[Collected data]
◆ ◆ ◆

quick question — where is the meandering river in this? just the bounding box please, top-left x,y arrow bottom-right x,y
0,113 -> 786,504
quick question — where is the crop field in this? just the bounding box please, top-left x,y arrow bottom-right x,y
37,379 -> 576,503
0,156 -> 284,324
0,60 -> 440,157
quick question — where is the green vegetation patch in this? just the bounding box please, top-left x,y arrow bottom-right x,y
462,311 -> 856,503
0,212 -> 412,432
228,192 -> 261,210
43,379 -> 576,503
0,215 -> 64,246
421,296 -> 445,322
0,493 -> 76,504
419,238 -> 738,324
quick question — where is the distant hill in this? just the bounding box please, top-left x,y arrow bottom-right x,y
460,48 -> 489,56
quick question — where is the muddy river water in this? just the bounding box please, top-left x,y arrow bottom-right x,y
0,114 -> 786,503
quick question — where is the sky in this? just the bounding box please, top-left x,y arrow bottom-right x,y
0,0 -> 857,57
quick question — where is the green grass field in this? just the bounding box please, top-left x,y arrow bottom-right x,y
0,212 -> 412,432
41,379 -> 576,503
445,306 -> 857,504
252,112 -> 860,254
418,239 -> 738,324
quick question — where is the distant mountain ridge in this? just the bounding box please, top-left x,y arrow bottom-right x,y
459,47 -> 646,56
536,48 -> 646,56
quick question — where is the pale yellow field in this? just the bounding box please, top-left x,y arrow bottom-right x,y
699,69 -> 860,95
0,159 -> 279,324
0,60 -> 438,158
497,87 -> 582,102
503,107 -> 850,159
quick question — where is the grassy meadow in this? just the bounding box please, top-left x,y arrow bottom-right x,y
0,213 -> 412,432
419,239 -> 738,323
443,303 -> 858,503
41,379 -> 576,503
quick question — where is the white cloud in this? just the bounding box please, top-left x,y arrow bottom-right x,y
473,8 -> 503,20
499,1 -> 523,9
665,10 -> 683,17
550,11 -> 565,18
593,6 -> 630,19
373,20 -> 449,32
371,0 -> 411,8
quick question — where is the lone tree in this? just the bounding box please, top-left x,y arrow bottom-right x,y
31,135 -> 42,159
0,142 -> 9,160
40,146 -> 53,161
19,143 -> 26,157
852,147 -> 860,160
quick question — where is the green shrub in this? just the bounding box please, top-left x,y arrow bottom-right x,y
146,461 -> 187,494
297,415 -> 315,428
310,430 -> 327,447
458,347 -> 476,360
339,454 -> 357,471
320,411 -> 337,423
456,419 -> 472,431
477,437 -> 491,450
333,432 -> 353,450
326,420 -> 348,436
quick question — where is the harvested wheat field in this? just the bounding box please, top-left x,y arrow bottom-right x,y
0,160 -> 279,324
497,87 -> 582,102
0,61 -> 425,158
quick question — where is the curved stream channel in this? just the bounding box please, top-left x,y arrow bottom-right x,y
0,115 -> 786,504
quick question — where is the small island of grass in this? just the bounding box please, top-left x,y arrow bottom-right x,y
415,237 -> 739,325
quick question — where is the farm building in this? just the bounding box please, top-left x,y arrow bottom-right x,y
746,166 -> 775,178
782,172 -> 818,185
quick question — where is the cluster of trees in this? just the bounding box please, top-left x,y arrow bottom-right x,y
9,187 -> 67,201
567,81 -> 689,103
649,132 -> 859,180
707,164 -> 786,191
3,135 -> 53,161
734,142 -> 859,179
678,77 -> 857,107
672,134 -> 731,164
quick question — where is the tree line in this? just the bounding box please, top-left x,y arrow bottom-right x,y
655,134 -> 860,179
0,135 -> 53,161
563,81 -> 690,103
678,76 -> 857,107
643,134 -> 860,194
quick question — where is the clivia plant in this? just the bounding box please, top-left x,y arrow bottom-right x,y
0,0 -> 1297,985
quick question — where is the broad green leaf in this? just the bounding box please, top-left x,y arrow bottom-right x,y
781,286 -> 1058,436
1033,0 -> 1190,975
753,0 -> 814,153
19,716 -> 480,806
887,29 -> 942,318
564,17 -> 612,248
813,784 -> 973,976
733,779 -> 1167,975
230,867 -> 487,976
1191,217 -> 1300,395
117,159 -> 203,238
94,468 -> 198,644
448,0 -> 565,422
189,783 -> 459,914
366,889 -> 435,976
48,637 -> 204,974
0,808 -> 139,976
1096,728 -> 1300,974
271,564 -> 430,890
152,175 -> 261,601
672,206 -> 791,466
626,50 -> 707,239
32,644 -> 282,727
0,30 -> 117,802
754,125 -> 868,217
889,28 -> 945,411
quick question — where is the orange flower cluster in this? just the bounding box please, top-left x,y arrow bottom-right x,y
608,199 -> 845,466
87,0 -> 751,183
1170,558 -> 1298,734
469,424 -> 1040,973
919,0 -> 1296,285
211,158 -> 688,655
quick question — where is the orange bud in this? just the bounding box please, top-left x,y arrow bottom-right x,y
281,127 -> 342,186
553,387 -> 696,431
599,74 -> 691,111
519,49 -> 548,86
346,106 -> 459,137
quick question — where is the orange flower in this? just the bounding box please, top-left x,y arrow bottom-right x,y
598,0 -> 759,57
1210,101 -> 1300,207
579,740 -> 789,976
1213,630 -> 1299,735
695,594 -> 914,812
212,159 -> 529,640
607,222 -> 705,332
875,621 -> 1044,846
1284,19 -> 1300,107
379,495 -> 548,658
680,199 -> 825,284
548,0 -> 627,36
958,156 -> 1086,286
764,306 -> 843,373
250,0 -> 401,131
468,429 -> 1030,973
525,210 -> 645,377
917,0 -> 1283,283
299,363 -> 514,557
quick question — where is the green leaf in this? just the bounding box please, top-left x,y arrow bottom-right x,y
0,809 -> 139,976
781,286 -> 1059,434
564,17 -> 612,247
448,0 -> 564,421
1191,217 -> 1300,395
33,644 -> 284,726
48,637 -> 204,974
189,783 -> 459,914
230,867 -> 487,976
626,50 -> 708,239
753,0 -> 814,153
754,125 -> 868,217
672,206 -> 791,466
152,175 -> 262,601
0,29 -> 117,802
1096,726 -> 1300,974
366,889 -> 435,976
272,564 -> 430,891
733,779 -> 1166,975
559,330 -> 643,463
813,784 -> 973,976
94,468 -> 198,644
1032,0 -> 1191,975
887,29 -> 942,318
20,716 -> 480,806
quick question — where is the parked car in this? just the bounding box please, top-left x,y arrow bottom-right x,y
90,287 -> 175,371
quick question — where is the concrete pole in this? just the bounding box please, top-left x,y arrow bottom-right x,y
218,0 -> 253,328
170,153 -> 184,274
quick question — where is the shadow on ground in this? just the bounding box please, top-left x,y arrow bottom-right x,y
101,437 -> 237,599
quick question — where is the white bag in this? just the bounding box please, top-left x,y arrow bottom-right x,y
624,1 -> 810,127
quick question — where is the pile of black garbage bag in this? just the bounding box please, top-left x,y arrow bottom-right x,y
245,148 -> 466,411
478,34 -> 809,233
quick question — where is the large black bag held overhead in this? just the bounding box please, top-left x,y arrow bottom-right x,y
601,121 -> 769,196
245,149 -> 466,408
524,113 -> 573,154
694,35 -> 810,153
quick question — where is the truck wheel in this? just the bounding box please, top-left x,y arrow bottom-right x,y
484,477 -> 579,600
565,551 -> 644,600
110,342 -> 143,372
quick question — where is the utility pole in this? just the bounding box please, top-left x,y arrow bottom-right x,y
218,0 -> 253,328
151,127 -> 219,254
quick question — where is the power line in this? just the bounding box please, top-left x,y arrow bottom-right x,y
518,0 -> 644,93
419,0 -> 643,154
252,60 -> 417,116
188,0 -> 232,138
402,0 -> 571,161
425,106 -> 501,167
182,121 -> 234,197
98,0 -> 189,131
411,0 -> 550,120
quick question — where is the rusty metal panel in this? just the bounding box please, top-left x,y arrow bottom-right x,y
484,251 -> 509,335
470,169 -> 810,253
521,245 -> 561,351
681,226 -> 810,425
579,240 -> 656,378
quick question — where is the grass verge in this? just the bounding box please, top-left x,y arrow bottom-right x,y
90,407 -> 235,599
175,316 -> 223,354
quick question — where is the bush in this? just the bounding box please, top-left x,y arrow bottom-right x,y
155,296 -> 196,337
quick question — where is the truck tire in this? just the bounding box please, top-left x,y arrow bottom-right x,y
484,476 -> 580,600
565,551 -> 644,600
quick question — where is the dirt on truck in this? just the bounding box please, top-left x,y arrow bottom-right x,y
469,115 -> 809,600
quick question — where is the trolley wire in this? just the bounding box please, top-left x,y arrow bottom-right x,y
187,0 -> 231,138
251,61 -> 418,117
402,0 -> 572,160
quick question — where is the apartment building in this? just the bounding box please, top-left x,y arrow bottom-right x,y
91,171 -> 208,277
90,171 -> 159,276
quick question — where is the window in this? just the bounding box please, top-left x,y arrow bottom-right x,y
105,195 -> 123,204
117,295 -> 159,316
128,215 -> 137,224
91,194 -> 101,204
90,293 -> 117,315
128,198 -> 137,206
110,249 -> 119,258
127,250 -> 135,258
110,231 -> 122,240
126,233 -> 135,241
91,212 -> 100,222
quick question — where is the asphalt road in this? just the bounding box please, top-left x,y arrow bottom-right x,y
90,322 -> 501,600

◆ ◆ ◆

Exactly and exclusively, repeat the lines from the line that contains "quick question — where is the dirt" through the end of the records, both ends included.

quick question — where is the dirt on truck in this? just the bounding box please, top-left x,y arrow bottom-right x,y
469,115 -> 809,600
quick question — where is the trolley wire in this? just the bounding box please, top-left x,y arrow bottom-right x,y
187,0 -> 231,138
251,61 -> 418,117
402,0 -> 572,160
quick question — where is the apartment building in this? just the bounding box please, top-left x,y arrow bottom-right x,y
91,171 -> 208,277
90,171 -> 159,276
quick question — where is the window in this? just the bounding box please, top-left x,y arrow bottom-right x,y
105,195 -> 123,204
117,295 -> 159,316
128,215 -> 137,224
91,194 -> 101,204
90,293 -> 117,315
128,198 -> 137,206
110,249 -> 119,258
127,250 -> 135,258
110,231 -> 122,240
126,233 -> 135,241
91,212 -> 100,222
quick question — where is the asphalt road in this? just the bounding box please, top-left x,y arrow bottom-right x,y
90,322 -> 501,600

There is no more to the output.